→ Data excerpts

_____

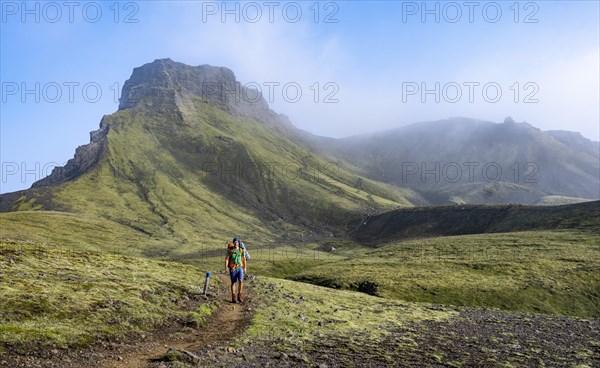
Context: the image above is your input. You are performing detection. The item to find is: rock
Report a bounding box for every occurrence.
[226,347,235,353]
[165,348,201,364]
[118,59,277,125]
[117,356,123,361]
[275,352,288,359]
[290,353,309,363]
[319,364,329,368]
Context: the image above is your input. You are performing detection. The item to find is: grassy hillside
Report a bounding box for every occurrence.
[4,242,597,367]
[0,211,156,256]
[2,95,418,256]
[292,230,600,318]
[0,239,213,349]
[1,228,597,365]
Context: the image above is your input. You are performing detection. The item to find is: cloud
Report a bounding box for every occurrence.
[532,47,600,137]
[163,5,350,135]
[124,3,600,140]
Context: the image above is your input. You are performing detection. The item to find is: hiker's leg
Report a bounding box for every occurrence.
[237,268,244,302]
[237,280,244,302]
[230,270,238,303]
[239,268,244,292]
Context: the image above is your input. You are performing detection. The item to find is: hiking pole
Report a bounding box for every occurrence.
[203,272,211,295]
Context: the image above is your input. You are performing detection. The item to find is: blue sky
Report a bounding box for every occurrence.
[1,1,599,193]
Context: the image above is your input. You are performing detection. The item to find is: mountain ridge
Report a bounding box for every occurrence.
[313,116,599,204]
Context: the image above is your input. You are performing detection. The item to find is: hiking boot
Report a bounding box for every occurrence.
[231,295,237,304]
[237,293,243,303]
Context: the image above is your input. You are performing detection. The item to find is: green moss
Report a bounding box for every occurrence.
[186,303,216,328]
[243,276,456,357]
[291,230,600,318]
[0,241,212,348]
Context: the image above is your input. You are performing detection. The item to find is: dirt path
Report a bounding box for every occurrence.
[102,273,254,368]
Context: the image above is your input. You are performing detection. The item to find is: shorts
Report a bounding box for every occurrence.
[230,267,244,284]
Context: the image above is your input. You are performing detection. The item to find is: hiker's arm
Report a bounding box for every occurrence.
[242,255,246,273]
[225,255,230,272]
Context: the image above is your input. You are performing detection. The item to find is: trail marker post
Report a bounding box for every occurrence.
[203,271,211,295]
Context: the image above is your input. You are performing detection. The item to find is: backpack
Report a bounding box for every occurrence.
[227,244,244,270]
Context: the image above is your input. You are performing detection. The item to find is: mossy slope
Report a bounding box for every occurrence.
[0,240,213,349]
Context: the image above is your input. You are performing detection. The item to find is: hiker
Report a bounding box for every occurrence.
[225,237,247,303]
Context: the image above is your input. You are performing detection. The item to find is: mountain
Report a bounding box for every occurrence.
[0,59,418,250]
[315,117,600,205]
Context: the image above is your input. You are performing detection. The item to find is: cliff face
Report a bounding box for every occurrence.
[31,118,109,188]
[118,58,280,125]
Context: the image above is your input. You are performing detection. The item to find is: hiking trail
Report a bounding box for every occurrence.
[103,273,254,368]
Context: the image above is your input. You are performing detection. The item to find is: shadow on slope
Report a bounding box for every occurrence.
[350,200,599,246]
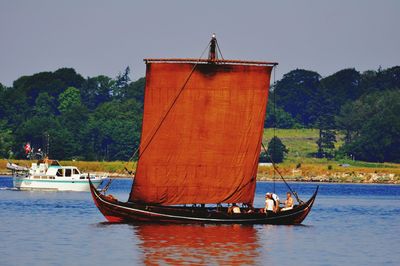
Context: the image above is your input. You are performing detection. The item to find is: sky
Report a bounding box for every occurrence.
[1,0,399,86]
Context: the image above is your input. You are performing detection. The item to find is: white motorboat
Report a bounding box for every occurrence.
[7,159,107,192]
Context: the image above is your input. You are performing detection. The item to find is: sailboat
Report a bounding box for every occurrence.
[89,34,318,224]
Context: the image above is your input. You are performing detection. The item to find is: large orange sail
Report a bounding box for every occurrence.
[129,59,273,205]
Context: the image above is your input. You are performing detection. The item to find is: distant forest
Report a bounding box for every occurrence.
[0,66,399,163]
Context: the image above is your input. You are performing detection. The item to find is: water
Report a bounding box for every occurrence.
[1,177,399,266]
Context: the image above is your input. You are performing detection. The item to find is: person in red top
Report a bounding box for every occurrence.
[24,143,31,155]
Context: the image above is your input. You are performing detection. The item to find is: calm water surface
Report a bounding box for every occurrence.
[1,177,399,265]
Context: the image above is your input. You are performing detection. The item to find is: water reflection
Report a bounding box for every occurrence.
[132,224,260,265]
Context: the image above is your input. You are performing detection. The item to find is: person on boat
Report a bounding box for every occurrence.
[271,193,280,212]
[24,142,31,155]
[281,192,294,211]
[264,193,275,212]
[232,203,241,214]
[228,203,241,214]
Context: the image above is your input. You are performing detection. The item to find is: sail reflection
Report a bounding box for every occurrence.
[133,224,260,265]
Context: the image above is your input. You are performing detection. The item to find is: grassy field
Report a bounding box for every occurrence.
[263,128,344,159]
[1,129,399,183]
[261,128,400,183]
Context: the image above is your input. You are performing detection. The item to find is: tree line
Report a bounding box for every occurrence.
[0,66,399,163]
[0,67,144,161]
[266,66,400,162]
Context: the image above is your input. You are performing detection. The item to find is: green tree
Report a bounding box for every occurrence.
[360,66,400,95]
[267,136,288,163]
[88,99,142,160]
[336,90,400,162]
[13,93,58,158]
[320,68,361,113]
[58,87,89,159]
[113,66,131,99]
[265,101,300,128]
[34,92,57,117]
[0,120,14,158]
[336,101,363,145]
[126,77,145,103]
[316,128,336,158]
[0,83,6,118]
[58,87,81,113]
[12,68,84,106]
[274,69,321,126]
[313,85,337,159]
[81,75,114,110]
[15,116,59,158]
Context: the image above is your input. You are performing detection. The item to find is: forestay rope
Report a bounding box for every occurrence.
[99,36,218,194]
[261,142,303,204]
[273,64,276,194]
[127,37,213,163]
[264,65,303,203]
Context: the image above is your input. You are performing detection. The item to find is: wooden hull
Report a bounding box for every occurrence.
[89,179,318,225]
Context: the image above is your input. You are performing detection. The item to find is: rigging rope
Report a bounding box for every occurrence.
[215,38,224,60]
[261,142,303,204]
[272,65,276,193]
[125,39,213,173]
[106,38,214,194]
[100,178,114,194]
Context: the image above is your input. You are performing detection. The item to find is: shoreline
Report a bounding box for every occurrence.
[1,172,398,185]
[2,159,398,185]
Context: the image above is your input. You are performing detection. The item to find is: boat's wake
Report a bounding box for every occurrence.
[0,187,18,191]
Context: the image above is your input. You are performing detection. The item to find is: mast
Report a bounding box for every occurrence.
[208,33,217,62]
[130,36,276,205]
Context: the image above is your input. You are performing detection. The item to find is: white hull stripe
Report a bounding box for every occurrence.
[15,179,103,184]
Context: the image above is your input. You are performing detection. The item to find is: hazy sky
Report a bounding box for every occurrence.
[1,0,399,86]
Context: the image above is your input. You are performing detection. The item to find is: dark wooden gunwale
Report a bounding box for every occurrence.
[89,179,318,225]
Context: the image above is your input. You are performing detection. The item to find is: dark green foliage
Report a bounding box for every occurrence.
[0,67,145,161]
[0,65,399,163]
[12,68,84,105]
[0,83,6,118]
[274,69,321,126]
[0,120,14,158]
[113,66,131,99]
[267,136,288,163]
[34,93,57,117]
[314,81,337,159]
[81,75,114,110]
[265,101,300,129]
[336,90,400,162]
[316,129,336,159]
[15,116,59,158]
[87,99,142,161]
[126,77,145,103]
[320,68,362,113]
[360,66,400,94]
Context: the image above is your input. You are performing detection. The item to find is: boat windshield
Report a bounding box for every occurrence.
[65,169,72,177]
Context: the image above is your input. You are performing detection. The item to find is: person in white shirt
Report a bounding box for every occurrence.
[232,203,241,214]
[264,193,275,212]
[271,193,280,212]
[228,203,241,214]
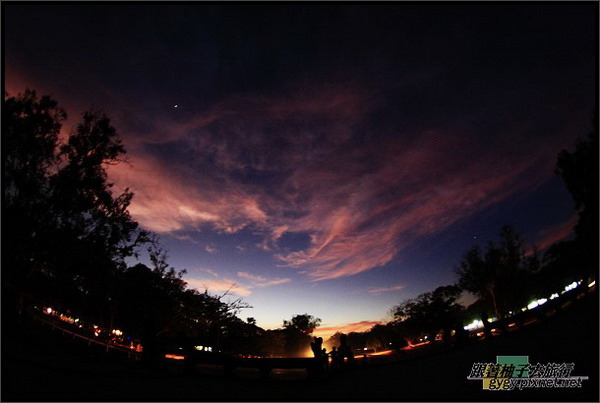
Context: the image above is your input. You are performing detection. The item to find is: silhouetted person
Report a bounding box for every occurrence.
[338,334,354,366]
[321,348,329,367]
[453,322,469,346]
[310,336,324,358]
[496,316,509,337]
[481,312,492,338]
[330,347,343,370]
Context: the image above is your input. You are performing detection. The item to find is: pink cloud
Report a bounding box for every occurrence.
[205,244,218,254]
[198,268,219,277]
[237,271,291,287]
[184,271,290,297]
[368,285,405,295]
[103,84,569,283]
[169,234,198,244]
[185,277,252,297]
[107,157,268,233]
[8,55,583,286]
[273,131,556,280]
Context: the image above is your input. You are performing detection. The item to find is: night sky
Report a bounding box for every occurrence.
[4,3,596,337]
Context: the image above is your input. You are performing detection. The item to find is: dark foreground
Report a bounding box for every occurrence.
[2,291,598,402]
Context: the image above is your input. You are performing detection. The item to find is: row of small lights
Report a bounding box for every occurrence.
[38,279,597,353]
[165,345,215,360]
[463,279,594,331]
[42,306,138,349]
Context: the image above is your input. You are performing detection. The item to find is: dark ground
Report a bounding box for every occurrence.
[2,290,598,402]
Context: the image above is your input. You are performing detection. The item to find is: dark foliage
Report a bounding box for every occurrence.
[455,226,538,318]
[2,90,258,356]
[554,110,598,279]
[392,285,464,341]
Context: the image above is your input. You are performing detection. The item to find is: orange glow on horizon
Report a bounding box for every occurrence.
[313,320,383,340]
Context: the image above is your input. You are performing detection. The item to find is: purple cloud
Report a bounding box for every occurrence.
[105,83,571,281]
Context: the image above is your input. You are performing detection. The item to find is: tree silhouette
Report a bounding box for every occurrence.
[536,240,581,296]
[281,313,321,356]
[392,285,463,341]
[555,110,598,279]
[455,226,537,319]
[257,329,286,357]
[365,324,397,350]
[48,110,148,322]
[4,90,67,318]
[3,90,265,361]
[51,111,147,262]
[4,90,148,325]
[324,331,344,351]
[283,313,322,334]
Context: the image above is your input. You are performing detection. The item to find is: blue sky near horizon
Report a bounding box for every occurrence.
[5,3,595,336]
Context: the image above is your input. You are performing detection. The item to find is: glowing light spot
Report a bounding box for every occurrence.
[549,293,559,300]
[527,298,546,310]
[463,319,484,331]
[588,280,596,288]
[165,354,185,360]
[46,307,53,314]
[564,281,578,292]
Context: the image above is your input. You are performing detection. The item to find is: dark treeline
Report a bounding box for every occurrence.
[2,90,597,360]
[3,90,240,357]
[4,90,148,324]
[2,90,326,359]
[324,109,597,351]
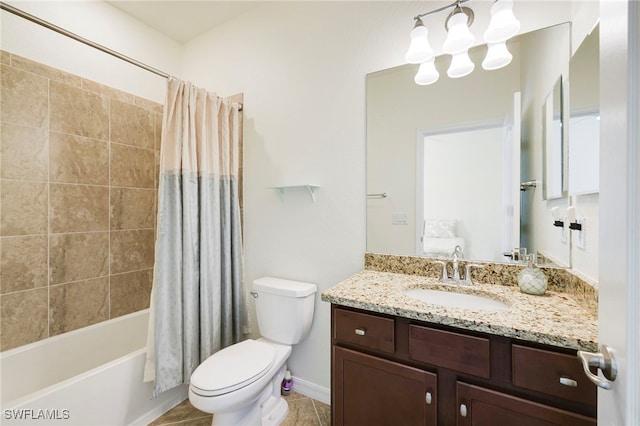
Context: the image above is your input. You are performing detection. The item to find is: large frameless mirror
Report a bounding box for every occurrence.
[366,23,571,266]
[542,76,564,200]
[568,25,599,196]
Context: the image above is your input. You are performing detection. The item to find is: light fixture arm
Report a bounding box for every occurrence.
[445,5,474,30]
[413,0,471,21]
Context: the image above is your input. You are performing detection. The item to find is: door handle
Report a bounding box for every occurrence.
[577,344,617,390]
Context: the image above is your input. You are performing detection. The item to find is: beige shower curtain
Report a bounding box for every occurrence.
[144,78,246,397]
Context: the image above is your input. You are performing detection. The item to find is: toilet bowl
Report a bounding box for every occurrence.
[189,277,316,426]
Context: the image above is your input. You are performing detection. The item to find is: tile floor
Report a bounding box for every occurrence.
[148,391,331,426]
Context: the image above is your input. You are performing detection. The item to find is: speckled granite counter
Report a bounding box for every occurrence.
[321,270,598,352]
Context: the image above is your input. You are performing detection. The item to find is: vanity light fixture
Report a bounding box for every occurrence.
[405,0,521,85]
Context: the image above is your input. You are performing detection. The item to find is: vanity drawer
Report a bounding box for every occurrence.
[512,345,597,406]
[409,325,490,378]
[333,308,395,354]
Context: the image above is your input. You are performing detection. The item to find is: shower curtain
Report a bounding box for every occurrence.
[144,78,245,397]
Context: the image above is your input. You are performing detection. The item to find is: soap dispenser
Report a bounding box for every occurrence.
[517,254,548,295]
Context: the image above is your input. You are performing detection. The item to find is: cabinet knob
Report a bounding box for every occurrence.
[460,403,468,417]
[559,377,578,387]
[354,328,366,336]
[425,392,432,405]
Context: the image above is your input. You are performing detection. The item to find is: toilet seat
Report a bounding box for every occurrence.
[190,339,276,397]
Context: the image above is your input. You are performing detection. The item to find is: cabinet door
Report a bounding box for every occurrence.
[333,346,437,426]
[456,382,596,426]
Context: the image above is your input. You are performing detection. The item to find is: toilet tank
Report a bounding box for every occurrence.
[252,277,317,345]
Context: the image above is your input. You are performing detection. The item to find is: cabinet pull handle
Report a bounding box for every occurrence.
[460,403,468,417]
[425,392,432,404]
[559,377,578,387]
[354,328,366,336]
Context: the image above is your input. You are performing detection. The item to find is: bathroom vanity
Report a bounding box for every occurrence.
[322,264,598,426]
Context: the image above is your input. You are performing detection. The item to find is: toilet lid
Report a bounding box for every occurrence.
[190,339,276,397]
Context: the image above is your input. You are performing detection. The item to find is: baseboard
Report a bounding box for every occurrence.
[291,376,331,405]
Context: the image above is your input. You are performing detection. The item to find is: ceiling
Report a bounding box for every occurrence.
[106,1,262,43]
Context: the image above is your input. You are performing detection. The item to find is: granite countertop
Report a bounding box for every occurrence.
[321,270,598,352]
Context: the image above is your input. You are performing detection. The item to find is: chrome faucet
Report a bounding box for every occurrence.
[460,263,485,286]
[451,245,463,283]
[434,260,450,283]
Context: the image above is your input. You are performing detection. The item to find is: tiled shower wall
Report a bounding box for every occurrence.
[0,51,162,351]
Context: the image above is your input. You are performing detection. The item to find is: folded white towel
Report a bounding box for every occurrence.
[424,219,457,238]
[423,237,466,257]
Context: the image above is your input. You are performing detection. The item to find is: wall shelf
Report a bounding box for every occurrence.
[271,185,320,202]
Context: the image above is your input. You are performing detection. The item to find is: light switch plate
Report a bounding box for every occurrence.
[392,213,408,225]
[575,217,586,249]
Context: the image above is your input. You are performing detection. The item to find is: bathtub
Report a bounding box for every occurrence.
[0,309,188,425]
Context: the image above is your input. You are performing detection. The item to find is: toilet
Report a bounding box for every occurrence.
[189,276,317,426]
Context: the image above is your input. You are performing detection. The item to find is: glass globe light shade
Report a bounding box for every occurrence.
[443,11,475,54]
[414,59,440,85]
[447,50,475,78]
[484,0,521,43]
[405,20,434,64]
[482,41,513,70]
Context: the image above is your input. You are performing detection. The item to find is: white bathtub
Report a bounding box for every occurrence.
[0,309,188,425]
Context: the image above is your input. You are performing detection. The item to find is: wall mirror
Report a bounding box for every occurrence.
[366,23,571,264]
[569,25,599,196]
[543,76,564,200]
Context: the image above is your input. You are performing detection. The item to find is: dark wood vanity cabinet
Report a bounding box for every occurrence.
[334,347,438,425]
[331,305,597,426]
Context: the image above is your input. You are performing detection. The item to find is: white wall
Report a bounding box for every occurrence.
[2,0,603,397]
[519,23,572,266]
[1,0,182,102]
[568,2,600,284]
[181,1,414,394]
[180,1,578,394]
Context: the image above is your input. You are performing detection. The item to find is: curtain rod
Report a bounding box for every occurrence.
[0,1,244,111]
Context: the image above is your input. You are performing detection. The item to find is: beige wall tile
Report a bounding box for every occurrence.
[0,123,48,181]
[0,180,47,236]
[81,79,135,104]
[134,97,163,114]
[1,236,48,294]
[0,50,10,65]
[50,132,109,185]
[0,64,48,128]
[155,112,163,151]
[110,229,155,274]
[49,184,109,233]
[49,277,109,336]
[110,99,155,149]
[1,56,172,349]
[111,188,156,230]
[110,269,153,318]
[49,232,109,285]
[10,54,82,87]
[155,151,160,189]
[110,144,155,188]
[0,288,48,351]
[50,80,109,140]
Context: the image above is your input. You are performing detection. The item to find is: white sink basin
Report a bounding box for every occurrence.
[404,289,510,311]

_____

→ Problem
Starting at the line that has "glow on horizon" in the records above, restate word for word every line until the one that has "is: purple cloud", and include that one as well.

→ Exercise answer
Context: the image above is your input. You are performing detection. The item to find is: orange glow on horizon
Report a bounding box for every occurrence.
[313,320,383,340]
Context: the image above is your input. You are performing detection. The item to find is: purple cloud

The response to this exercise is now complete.